• **Work task**
Please return all lines from the records below that include the string "worker".

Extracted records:
=== Section Start ===

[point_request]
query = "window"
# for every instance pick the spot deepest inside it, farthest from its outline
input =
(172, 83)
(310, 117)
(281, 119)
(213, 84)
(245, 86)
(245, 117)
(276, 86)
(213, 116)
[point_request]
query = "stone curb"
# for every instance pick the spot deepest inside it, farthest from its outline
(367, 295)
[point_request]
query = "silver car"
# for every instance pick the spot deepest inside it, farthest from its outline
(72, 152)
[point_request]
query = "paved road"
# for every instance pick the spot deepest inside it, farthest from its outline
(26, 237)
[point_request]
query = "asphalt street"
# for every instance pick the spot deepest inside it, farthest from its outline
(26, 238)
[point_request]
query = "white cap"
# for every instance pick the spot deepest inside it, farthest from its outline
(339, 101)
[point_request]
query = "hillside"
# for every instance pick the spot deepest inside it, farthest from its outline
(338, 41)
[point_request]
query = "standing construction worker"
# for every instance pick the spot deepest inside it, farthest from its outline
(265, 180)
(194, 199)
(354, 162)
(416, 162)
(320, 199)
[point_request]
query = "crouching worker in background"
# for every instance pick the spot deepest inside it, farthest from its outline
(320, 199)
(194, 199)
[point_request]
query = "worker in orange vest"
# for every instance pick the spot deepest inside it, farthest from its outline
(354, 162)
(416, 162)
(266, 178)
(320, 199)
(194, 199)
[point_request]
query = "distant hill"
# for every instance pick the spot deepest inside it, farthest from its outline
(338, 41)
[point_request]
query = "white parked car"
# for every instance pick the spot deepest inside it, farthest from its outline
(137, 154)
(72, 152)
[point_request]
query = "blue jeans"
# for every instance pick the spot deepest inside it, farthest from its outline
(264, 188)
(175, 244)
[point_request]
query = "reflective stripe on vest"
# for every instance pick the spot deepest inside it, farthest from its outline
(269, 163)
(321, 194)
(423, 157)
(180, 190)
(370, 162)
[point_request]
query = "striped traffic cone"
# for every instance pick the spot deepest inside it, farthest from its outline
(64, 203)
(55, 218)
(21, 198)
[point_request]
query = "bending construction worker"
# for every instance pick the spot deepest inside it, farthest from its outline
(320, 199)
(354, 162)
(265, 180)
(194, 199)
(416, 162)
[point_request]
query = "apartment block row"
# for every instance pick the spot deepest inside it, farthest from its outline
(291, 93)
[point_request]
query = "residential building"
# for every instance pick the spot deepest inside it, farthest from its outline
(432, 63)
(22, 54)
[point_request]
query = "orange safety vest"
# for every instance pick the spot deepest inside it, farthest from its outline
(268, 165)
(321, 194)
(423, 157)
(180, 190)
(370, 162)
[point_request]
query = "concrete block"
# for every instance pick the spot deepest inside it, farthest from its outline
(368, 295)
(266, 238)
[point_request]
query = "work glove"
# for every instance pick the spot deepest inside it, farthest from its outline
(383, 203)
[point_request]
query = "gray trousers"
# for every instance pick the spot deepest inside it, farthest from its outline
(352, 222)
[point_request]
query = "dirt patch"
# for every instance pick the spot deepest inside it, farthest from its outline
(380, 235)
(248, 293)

=== Section End ===

• **Response box**
query = "standing construction worker"
query = "crouching worker in background"
query = "worker in orange vest"
query = "bending construction worker"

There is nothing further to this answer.